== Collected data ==
=====
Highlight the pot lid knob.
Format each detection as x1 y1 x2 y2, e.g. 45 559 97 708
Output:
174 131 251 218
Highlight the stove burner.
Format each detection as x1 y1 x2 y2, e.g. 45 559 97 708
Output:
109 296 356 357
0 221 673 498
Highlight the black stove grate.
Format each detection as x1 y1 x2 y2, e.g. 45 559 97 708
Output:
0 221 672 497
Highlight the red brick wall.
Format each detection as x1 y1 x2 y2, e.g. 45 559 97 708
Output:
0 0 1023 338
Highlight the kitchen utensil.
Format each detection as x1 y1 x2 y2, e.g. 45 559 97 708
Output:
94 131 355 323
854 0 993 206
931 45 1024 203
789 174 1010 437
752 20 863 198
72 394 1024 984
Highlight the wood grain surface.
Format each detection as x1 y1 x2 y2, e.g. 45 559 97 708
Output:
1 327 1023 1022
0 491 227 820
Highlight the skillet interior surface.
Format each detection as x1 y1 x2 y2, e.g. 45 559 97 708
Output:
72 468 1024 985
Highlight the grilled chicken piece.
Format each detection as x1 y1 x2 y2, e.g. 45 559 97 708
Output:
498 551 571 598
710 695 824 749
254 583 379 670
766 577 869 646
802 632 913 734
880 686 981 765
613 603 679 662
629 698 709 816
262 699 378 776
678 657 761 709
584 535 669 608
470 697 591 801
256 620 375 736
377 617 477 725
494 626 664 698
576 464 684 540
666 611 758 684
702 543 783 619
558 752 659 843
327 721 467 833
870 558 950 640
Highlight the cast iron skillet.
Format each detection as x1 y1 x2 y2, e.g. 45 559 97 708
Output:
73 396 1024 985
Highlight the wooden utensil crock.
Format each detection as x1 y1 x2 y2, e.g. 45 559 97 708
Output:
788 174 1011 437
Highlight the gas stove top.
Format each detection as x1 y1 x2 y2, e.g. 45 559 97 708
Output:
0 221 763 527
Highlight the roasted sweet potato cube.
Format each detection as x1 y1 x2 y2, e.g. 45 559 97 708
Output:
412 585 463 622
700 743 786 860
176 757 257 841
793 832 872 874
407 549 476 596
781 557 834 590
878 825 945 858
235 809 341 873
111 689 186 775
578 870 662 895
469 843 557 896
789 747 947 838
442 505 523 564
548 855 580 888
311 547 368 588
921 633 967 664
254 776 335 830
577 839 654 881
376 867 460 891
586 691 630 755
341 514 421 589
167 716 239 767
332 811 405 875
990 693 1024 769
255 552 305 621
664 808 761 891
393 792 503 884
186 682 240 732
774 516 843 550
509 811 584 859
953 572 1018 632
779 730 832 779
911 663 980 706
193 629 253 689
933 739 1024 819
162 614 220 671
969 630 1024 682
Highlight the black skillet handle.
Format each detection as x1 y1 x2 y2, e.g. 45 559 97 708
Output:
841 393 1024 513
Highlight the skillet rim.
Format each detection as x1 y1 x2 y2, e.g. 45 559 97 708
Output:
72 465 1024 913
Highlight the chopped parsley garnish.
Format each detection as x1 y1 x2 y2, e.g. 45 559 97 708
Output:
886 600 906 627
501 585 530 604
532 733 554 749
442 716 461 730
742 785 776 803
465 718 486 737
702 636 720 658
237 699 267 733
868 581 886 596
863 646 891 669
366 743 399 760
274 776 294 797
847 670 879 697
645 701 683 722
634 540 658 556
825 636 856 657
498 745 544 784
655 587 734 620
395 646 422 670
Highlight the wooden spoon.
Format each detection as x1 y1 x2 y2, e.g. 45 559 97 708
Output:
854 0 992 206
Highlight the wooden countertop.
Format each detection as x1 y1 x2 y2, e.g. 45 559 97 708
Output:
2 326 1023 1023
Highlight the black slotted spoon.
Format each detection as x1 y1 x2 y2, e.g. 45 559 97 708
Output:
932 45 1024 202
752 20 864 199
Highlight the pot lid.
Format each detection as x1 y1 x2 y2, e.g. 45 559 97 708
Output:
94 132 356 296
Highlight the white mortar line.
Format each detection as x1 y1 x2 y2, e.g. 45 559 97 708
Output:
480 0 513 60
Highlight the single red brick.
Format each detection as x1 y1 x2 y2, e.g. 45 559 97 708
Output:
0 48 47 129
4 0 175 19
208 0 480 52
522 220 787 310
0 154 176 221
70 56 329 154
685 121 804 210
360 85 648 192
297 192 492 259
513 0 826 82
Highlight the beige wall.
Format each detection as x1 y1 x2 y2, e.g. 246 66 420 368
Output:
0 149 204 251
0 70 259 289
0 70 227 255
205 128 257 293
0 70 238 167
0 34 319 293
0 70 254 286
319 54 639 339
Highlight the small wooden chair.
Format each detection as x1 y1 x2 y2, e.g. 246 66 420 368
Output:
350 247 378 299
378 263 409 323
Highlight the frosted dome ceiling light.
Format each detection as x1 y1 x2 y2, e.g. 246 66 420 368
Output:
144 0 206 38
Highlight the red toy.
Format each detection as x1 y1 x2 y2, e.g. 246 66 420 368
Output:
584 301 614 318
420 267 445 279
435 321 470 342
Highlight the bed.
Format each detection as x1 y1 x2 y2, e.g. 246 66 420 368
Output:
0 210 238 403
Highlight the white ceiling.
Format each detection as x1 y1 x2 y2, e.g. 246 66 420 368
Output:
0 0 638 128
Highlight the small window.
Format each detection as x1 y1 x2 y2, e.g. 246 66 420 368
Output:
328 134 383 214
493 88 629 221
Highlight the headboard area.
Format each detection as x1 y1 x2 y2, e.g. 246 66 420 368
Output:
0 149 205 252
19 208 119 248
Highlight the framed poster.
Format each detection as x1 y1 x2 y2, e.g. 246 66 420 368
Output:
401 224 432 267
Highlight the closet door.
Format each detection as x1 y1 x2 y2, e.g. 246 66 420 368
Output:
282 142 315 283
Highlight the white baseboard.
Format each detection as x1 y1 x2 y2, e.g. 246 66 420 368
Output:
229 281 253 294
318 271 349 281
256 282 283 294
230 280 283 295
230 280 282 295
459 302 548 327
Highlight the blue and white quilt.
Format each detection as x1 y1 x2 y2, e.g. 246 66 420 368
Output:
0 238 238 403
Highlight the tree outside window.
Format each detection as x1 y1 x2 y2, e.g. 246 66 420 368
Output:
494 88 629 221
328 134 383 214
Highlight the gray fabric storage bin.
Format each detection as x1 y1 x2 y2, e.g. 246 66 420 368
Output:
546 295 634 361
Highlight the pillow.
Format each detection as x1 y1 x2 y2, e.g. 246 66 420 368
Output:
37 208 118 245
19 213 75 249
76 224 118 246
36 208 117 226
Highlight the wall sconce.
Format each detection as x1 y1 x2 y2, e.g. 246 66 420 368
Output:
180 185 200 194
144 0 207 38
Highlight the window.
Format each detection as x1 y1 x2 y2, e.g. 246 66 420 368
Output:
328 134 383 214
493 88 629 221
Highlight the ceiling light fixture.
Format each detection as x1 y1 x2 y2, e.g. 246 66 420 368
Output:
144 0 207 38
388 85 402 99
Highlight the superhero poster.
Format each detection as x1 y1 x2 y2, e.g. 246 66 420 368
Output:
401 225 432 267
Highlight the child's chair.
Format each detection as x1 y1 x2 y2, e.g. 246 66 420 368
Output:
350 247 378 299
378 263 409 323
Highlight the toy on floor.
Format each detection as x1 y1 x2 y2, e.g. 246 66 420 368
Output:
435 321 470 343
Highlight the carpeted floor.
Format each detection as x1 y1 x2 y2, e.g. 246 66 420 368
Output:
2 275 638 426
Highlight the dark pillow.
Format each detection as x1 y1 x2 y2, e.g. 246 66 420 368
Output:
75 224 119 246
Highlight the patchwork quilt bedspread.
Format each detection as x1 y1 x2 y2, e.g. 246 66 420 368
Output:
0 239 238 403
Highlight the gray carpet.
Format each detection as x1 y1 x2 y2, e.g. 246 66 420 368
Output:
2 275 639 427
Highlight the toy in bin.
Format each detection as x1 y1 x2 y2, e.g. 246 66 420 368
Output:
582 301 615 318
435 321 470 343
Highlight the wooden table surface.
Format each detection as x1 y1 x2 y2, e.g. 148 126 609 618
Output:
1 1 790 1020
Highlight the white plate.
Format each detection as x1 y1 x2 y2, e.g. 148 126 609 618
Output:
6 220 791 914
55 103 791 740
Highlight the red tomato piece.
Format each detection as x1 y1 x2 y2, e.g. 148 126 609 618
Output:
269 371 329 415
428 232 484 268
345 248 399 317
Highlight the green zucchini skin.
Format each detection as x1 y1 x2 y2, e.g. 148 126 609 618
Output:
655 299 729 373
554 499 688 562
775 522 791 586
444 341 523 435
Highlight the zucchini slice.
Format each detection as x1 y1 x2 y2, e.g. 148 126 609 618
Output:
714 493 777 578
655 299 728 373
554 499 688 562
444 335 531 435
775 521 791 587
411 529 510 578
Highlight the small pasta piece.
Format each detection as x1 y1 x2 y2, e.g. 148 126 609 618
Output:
=====
== Exercise ==
Your task is to collect every line above that contains the word "wooden".

== Response area ==
Highlight the wooden utensil crock.
Highlight the wooden spoon.
Highlight the wooden countertop.
Highlight the small wooden chair.
Highlight the wooden table surface.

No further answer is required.